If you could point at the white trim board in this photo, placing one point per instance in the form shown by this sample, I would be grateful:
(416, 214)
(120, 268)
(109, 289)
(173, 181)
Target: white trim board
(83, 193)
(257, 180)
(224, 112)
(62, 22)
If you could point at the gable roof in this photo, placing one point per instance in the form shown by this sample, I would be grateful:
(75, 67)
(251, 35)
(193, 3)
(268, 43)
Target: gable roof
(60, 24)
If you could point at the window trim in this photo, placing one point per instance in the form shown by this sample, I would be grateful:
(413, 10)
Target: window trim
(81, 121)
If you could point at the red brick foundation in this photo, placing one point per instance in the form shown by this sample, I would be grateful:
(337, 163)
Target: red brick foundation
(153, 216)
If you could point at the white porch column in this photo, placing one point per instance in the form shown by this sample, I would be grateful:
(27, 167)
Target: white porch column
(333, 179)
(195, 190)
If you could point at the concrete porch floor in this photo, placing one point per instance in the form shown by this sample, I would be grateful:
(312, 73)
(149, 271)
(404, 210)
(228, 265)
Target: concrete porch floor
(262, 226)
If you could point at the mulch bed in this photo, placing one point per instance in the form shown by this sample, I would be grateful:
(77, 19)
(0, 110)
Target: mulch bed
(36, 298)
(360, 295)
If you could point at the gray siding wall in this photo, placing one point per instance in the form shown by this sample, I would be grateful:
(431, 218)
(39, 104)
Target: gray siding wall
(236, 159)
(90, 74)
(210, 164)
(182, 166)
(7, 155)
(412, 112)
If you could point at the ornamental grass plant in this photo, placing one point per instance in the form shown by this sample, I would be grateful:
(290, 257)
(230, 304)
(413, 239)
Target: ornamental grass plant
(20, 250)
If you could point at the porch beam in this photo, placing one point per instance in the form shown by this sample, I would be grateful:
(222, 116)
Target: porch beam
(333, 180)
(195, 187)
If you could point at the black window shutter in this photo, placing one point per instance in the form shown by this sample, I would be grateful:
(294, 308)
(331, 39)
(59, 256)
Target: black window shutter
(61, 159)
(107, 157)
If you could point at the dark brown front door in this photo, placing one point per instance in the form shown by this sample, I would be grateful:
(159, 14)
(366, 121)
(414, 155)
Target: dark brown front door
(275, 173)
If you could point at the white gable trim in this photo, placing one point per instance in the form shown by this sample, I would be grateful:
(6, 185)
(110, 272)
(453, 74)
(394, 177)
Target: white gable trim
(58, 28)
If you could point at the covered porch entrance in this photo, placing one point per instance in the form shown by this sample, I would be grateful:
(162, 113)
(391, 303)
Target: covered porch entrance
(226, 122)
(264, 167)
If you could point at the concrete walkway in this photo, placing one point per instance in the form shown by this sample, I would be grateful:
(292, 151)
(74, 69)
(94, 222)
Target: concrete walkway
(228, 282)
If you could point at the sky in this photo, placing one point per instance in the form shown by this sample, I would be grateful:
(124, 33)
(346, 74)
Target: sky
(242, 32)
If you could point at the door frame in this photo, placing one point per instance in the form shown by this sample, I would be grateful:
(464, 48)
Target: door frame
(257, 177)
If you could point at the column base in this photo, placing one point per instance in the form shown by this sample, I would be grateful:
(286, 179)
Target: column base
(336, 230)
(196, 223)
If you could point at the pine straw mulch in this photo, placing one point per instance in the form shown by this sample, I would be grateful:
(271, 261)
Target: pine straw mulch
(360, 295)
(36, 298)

# WORK REQUIRED
Type out the material above once more, exactly.

# WRITTEN RESPONSE
If you could point at the white trim board in this photo, placing one point per instance in the form shown by this sample, I would be grateful:
(416, 214)
(120, 268)
(109, 289)
(173, 181)
Target: white trim board
(83, 193)
(257, 180)
(224, 112)
(62, 22)
If you could point at the gable roof in this photo, placing one point per instance in the form shown by this sample, I would be grateful:
(75, 67)
(251, 35)
(193, 3)
(268, 43)
Target: gable roof
(60, 24)
If you could point at the window trim in this photo, placing one point per instance in the form shown by this sample, I would be grateful:
(413, 10)
Target: window trim
(81, 121)
If you could point at the red brick foundation in this photo, placing one point per instance in the form shown by this sample, I would be grateful:
(337, 163)
Target: red brick foundation
(153, 216)
If you could point at the white porch column in this photo, placing one point per instance in the form shown by this sample, I would be grateful:
(27, 167)
Target: white porch column
(333, 179)
(195, 190)
If you could point at the concrete porch floor in this photo, placing one point per instance in the form shown by this sample, I would be grateful:
(312, 73)
(149, 271)
(404, 210)
(228, 265)
Target: concrete porch floor
(262, 226)
If you could point at the mulch bed in this photo, placing one point per instance in the form shown by this sample, I would be grateful:
(77, 19)
(0, 110)
Target: mulch bed
(36, 298)
(360, 295)
If you could point at the gray siding wall in this photo, placing one point per instance in the form shown by this sample, I would be grateful:
(431, 218)
(39, 104)
Target: gray siding wall
(236, 159)
(90, 74)
(210, 164)
(182, 166)
(7, 155)
(412, 112)
If you could point at the ornamental grass plant in this photo, placing one point per instance in the form shown by this sample, I would be grateful:
(290, 257)
(230, 304)
(413, 239)
Target: ornamental grass plant
(20, 250)
If you could point at the porch beam in this photo, placing one point per instance in the form shown by this sample, I would be grateful:
(222, 116)
Target: porch beam
(333, 180)
(195, 187)
If you could point at the black window shutter in this photo, placing one point per instance in the form shown by this sample, I would be grateful:
(294, 308)
(331, 39)
(59, 256)
Target: black window shutter
(61, 159)
(107, 157)
If you could point at the dark brown front door in this photo, placing one point per instance in the form shown by this sample, I would be grateful:
(159, 14)
(366, 121)
(414, 155)
Target: dark brown front door
(275, 173)
If you could point at the white gable trim in this photo, placing one point per instance in the form shown by this sample, I would be grateful:
(6, 185)
(110, 272)
(453, 74)
(394, 177)
Target: white gable trim
(58, 28)
If you could point at the covered porch entrance in this photo, placing one point per instance in the form shown by this sample, I would be grateful:
(162, 113)
(391, 303)
Target: covered porch entrance
(226, 122)
(264, 167)
If you could point at the concrete walkway in this photo, placing one point per instance in the form shown by this sample, I would be grateful:
(292, 151)
(74, 69)
(94, 222)
Target: concrete walkway
(228, 282)
If you could point at the sky in this photo, placing one point per instance in the form shown by this sample, I would be grateful:
(124, 33)
(346, 74)
Target: sky
(242, 32)
If you could point at the door frame in this photo, placing one point per instance in the form shown by this sample, I would be grateful:
(464, 48)
Target: door frame
(257, 177)
If you could point at the column base in this photo, placing one point per instance in the form shown by this sample, I would be grateful:
(286, 179)
Target: column base
(336, 230)
(196, 223)
If you could point at the pine straw mulch in this photo, placing one point per instance in the form shown by this sample, I would be grateful:
(271, 261)
Target: pine straw mulch
(360, 295)
(36, 298)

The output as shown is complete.